(Collection entries)
============

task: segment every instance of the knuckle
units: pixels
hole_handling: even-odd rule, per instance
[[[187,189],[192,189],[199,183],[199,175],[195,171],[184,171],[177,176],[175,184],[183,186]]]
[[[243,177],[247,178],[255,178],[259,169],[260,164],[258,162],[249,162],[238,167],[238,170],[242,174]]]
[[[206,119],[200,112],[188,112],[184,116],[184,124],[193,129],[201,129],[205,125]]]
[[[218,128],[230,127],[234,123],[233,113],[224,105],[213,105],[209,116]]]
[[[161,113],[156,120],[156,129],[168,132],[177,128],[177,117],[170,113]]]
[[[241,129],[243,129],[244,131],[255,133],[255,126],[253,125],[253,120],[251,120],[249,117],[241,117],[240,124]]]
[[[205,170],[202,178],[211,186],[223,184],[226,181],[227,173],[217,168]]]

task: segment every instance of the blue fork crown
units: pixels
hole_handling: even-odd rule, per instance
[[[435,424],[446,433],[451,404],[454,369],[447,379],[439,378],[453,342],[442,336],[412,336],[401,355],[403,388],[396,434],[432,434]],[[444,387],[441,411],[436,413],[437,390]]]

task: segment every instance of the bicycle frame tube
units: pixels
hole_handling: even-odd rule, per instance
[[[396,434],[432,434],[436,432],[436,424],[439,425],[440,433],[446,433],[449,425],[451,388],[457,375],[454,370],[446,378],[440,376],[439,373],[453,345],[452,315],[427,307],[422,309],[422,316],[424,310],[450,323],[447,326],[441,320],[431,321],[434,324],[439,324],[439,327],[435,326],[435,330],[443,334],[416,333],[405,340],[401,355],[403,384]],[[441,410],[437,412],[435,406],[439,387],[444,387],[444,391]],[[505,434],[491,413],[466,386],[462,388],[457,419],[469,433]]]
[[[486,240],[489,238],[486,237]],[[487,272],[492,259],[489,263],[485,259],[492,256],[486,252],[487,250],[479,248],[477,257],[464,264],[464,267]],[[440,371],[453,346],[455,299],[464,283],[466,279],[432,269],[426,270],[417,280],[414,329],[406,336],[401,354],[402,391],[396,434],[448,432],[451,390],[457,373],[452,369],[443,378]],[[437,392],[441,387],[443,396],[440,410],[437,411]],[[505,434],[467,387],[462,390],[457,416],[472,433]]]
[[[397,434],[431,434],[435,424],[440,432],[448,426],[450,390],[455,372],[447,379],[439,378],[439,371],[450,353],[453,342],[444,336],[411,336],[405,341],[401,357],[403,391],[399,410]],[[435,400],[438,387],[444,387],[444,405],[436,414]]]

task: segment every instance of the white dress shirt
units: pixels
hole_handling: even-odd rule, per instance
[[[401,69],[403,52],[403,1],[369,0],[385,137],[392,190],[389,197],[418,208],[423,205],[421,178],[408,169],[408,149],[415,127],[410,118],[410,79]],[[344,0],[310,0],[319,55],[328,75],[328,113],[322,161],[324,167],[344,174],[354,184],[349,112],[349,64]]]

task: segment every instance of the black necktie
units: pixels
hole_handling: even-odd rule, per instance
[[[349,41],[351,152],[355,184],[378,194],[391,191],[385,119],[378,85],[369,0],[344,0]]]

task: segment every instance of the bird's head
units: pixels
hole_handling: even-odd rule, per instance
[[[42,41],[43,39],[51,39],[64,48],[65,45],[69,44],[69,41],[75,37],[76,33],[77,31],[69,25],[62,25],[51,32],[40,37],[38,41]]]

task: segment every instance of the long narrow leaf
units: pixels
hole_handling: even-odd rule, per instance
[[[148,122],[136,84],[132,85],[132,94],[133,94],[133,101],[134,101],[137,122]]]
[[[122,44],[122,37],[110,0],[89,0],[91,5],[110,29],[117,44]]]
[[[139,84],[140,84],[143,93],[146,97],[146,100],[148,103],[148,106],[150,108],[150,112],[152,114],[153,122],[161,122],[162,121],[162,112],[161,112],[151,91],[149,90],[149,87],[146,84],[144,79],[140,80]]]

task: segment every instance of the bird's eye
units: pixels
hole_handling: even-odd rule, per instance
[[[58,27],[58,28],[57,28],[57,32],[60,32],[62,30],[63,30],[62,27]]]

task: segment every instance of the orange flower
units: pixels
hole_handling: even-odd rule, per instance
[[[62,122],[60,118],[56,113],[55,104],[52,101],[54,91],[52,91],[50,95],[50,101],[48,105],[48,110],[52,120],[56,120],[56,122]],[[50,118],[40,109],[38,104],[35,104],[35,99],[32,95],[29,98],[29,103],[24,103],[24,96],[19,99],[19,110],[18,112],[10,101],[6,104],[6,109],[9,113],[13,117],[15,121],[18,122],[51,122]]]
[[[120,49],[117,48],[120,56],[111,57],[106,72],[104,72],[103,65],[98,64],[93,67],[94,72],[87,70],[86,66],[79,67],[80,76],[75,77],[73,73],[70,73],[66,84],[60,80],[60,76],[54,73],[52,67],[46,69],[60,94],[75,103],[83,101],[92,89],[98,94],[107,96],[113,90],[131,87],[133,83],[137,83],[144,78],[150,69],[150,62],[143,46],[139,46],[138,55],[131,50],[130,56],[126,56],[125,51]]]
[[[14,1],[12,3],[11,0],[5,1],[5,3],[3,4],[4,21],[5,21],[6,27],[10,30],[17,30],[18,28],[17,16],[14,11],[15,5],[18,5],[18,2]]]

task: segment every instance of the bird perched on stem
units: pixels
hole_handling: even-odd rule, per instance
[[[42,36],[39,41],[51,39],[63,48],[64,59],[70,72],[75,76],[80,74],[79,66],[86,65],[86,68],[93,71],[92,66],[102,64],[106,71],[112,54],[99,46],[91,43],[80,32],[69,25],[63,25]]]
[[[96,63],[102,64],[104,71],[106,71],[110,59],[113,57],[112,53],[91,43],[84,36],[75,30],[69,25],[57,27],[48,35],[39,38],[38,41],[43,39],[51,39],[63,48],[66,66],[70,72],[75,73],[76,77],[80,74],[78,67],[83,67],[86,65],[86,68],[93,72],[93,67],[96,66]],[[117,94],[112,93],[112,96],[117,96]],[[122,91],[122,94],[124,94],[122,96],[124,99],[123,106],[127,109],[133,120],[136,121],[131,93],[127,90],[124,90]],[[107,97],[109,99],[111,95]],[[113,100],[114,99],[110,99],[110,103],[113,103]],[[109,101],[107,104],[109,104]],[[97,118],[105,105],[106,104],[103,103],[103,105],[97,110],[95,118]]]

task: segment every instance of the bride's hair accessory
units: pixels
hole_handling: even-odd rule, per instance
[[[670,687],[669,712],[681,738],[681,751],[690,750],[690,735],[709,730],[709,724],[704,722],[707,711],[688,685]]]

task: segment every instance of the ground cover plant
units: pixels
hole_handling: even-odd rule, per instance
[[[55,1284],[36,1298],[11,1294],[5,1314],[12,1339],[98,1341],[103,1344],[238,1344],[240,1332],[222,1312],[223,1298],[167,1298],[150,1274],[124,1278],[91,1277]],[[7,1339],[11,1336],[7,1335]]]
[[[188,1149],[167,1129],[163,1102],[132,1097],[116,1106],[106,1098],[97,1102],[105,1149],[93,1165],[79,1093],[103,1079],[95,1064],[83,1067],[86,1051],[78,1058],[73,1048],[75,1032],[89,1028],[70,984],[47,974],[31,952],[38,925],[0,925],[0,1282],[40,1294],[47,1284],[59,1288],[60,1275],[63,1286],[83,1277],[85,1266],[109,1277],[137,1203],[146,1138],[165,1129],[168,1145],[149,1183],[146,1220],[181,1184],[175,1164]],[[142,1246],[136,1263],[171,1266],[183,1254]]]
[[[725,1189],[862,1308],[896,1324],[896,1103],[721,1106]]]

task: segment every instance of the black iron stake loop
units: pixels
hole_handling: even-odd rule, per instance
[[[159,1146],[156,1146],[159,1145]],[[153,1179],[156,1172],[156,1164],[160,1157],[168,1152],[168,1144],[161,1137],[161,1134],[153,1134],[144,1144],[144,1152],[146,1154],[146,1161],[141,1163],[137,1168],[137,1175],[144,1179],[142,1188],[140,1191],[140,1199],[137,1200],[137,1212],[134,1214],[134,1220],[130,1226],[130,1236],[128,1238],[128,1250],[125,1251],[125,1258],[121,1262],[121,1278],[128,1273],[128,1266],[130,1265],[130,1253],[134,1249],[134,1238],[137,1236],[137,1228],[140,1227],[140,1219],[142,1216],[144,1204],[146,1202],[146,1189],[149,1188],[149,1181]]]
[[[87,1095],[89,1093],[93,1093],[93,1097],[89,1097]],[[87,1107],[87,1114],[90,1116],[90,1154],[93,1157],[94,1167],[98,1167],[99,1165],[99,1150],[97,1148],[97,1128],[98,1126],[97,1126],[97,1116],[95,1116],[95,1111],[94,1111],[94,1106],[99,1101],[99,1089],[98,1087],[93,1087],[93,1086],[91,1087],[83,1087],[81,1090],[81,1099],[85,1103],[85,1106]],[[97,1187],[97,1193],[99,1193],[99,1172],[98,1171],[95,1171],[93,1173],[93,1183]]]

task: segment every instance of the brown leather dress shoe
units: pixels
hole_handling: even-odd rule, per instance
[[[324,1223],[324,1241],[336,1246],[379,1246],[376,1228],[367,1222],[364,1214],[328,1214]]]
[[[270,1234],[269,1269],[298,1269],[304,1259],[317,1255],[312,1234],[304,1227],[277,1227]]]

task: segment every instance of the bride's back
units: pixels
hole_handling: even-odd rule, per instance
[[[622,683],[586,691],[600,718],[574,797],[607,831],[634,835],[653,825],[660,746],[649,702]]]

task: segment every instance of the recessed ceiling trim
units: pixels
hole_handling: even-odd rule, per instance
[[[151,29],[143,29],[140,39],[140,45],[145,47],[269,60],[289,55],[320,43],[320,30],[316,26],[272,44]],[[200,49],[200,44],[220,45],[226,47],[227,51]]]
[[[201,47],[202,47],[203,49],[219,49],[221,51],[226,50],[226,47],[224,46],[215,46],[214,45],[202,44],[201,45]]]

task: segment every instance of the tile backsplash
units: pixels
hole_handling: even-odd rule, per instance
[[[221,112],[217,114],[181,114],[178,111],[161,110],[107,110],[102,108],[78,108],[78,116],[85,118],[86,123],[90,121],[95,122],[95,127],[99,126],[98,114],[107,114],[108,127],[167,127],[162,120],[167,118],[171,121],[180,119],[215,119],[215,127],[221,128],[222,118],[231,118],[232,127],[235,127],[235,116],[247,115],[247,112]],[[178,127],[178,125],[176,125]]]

============

§ **WHAT YOU NEED TO DO**:
Only the lines from the one containing "task: segment every instance of the brown" through the end of the material should be reproduced, exactly, with both ends included.

§ **CORRECT OUTPUT**:
task: segment every instance of the brown leather dress shoe
units: pixels
hole_handling: even-odd rule, per instance
[[[324,1223],[324,1241],[336,1246],[379,1246],[376,1228],[367,1222],[364,1214],[328,1214]]]
[[[270,1234],[269,1269],[298,1269],[304,1259],[317,1255],[312,1234],[304,1227],[277,1227]]]

task: segment every instance of the bride's back
units: pixels
hole_handling: even-odd rule, per instance
[[[622,683],[586,691],[600,718],[574,797],[607,831],[634,835],[653,825],[660,746],[649,702]]]

task: segment every instance of the recessed ceiling trim
units: pixels
hole_handling: even-odd rule, per instance
[[[151,29],[143,29],[140,39],[140,45],[145,47],[269,60],[289,55],[320,43],[320,30],[316,26],[272,44]],[[200,49],[200,44],[220,45],[226,47],[227,51]]]
[[[201,47],[202,47],[203,49],[219,49],[221,51],[226,50],[226,47],[224,46],[215,46],[214,45],[202,44],[201,45]]]

task: segment every instance of the tile backsplash
units: pixels
hole_handling: even-odd rule, per instance
[[[221,112],[217,114],[181,114],[178,111],[161,110],[107,110],[102,108],[78,108],[78,116],[85,118],[86,123],[90,121],[95,122],[95,127],[99,126],[98,114],[107,114],[108,127],[167,127],[162,120],[167,118],[171,121],[180,119],[215,119],[215,127],[221,128],[222,118],[231,118],[232,127],[235,127],[235,116],[247,115],[247,112]],[[178,127],[178,125],[176,125]]]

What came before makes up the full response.